* YOUR OBJECTIVE
Pick out each line below that contains the word "white" and copy it in full.

* DATA FOR THIS TASK
══════════════════════════════

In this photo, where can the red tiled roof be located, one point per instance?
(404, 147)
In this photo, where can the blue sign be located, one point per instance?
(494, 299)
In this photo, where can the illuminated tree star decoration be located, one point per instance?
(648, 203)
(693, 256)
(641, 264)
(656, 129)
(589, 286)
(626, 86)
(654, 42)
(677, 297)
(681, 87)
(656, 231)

══════════════════════════════

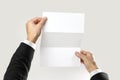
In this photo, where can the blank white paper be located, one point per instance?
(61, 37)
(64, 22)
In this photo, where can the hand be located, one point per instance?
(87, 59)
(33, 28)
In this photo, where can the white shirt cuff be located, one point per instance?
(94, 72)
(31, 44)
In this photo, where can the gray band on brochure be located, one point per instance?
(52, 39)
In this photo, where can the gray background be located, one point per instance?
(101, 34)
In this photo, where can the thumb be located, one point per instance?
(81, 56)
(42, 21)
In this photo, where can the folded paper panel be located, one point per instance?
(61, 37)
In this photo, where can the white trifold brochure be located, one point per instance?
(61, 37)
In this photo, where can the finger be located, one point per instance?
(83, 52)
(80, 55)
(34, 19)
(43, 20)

══════════════════════════════

* ANSWER TO THE TASK
In this photo, where can the blank white paper be located, one point per instance?
In this photo, where can the white shirt cuff be located, one point per instance?
In this photo, where can the white trifold brochure be located, one point per instance?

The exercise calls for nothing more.